Extrait de page:
═══

Enfin, l’assemblée peut décider de rachats d’action propre. Une entreprise peut en effet racheter ses propres actions dans le but d’en faire monter le cours. Si l’entreprise achète ses propres actions, il y a moins d’actions disponibles sur le marché. Leur prix va donc augmenter. Ce type de mesure, qui s’apparente à de la destruction de capital, est souvent un signal en direction des actionnaires, qui voient leurs titres s’apprécier de manière artificielle.
Proposition de résolution et vote par procuration
Deux autres phénomènes, qui sont le fait des activistes, sont observables dans les assemblées générales d’actionnaires : les propositions de résolutions et l’utilisation des procurations.
Afin de faire valoir leurs doléances, les actionnaires activistes peuvent tenter d’ajouter des points à l’ordre du jour de l’AG, pour soumission au vote. Selon les législations nationales (et l’existence de seuil de détention d’action minimum), il sera plus ou moins aisé d’imposer une résolution à l’assemblée pour un actionnaire ou un groupe d’actionnaires. Les résolutions sont des propositions visant à statuer sur un point précis et qui sera mis en œuvre en cas de vote positif par l’AG.
Des fonds profitent du fait que les AG ne rassemblent pas toujours l’ensemble des actionnaires. Certaines ne nécessitent que 20% des votes pour se tenir, une aubaine pour faire passer des résolutions sans majorité. Les activistes tenteront par ce moyen de remettre en cause la politique des dirigeants si elle ne va pas dans leur sens.

═══

Consigne:
Modifiez le passage de l'extrait sur les assemblées générales d'actionnaires en commençant par « Afin de faire » et en allant jusqu'à « dans leur sens. ». Remplacez-y « doléances » par « revendications ».

Jeu de données:
═══

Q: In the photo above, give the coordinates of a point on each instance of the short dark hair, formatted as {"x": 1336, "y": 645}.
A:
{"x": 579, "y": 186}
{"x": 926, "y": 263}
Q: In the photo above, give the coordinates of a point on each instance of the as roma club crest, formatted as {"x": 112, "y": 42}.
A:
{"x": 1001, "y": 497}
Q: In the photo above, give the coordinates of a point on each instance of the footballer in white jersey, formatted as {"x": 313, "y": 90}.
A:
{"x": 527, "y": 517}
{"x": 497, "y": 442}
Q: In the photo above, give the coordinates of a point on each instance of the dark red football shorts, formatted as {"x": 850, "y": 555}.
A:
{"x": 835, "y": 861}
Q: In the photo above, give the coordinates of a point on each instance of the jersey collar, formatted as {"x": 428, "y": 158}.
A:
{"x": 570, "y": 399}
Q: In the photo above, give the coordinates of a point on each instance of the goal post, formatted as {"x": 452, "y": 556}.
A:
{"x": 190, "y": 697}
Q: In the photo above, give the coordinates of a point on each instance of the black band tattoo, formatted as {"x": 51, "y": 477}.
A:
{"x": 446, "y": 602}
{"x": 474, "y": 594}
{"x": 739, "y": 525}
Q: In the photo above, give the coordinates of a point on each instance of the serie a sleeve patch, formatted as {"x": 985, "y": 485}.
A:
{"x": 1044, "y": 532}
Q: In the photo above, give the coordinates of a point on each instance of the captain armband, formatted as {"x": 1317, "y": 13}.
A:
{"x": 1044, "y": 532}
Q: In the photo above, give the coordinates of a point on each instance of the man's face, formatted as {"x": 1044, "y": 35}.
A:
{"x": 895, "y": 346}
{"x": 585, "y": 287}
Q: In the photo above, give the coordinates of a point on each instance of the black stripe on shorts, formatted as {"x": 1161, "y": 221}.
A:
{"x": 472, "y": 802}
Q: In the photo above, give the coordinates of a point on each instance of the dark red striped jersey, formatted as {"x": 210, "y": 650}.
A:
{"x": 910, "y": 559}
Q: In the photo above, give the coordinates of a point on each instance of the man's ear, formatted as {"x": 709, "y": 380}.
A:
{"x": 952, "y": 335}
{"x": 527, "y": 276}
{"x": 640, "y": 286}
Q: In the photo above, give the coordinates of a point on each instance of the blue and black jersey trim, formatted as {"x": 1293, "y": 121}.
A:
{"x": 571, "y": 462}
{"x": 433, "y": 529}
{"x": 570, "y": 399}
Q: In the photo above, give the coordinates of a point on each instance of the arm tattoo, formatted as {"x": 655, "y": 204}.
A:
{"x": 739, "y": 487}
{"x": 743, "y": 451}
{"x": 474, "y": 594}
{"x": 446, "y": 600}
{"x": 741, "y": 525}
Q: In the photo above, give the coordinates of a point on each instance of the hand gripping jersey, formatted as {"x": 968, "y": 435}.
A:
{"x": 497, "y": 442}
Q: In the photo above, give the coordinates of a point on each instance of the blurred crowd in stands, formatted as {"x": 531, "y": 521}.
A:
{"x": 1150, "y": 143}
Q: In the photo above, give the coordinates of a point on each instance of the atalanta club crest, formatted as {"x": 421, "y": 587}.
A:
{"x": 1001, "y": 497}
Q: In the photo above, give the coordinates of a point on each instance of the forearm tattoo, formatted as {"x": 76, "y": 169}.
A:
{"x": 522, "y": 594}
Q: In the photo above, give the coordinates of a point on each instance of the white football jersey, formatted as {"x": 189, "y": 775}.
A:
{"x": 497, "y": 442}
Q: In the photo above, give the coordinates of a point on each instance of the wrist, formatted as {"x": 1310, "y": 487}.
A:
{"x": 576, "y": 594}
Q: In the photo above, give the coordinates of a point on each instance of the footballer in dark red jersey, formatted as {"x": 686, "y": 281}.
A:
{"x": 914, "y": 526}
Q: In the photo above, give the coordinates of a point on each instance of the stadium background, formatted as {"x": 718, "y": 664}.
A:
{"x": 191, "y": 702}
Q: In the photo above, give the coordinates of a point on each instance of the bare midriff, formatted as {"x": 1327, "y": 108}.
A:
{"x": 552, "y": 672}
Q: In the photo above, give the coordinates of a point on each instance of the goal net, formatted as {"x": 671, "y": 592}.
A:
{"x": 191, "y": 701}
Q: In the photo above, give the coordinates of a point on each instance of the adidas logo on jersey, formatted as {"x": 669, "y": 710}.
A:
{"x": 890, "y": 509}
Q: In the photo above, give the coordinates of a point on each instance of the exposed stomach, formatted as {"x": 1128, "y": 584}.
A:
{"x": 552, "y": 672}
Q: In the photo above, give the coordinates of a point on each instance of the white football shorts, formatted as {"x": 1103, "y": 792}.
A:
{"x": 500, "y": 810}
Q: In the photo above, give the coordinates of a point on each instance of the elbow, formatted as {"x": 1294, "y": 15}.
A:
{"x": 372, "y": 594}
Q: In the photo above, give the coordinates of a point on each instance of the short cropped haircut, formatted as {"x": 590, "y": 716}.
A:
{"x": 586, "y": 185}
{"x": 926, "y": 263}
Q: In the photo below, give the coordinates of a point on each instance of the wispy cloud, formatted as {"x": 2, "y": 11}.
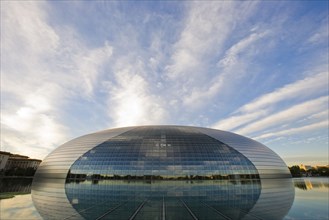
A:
{"x": 312, "y": 84}
{"x": 43, "y": 67}
{"x": 249, "y": 67}
{"x": 264, "y": 105}
{"x": 318, "y": 125}
{"x": 288, "y": 115}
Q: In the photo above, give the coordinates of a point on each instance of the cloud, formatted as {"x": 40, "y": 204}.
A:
{"x": 235, "y": 121}
{"x": 306, "y": 128}
{"x": 258, "y": 108}
{"x": 288, "y": 115}
{"x": 312, "y": 84}
{"x": 42, "y": 69}
{"x": 130, "y": 101}
{"x": 193, "y": 66}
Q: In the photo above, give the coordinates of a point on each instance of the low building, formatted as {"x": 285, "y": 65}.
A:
{"x": 10, "y": 161}
{"x": 4, "y": 156}
{"x": 23, "y": 163}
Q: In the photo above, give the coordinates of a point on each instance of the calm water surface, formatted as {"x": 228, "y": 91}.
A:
{"x": 310, "y": 200}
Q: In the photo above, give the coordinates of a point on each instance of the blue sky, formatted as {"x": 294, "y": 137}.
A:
{"x": 256, "y": 68}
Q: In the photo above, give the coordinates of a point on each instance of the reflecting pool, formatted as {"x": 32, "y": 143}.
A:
{"x": 303, "y": 198}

═══

Corrigé:
Afin de faire valoir leurs revendications, les actionnaires activistes peuvent tenter d’ajouter des points à l’ordre du jour de l’AG, pour soumission au vote. Selon les législations nationales (et l’existence de seuil de détention d’action minimum), il sera plus ou moins aisé d’imposer une résolution à l’assemblée pour un actionnaire ou un groupe d’actionnaires. Les résolutions sont des propositions visant à statuer sur un point précis et qui sera mis en œuvre en cas de vote positif par l’AG.
Des fonds profitent du fait que les AG ne rassemblent pas toujours l’ensemble des actionnaires. Certaines ne nécessitent que 20% des votes pour se tenir, une aubaine pour faire passer des résolutions sans majorité. Les activistes tenteront par ce moyen de remettre en cause la politique des dirigeants si elle ne va pas dans leur sens.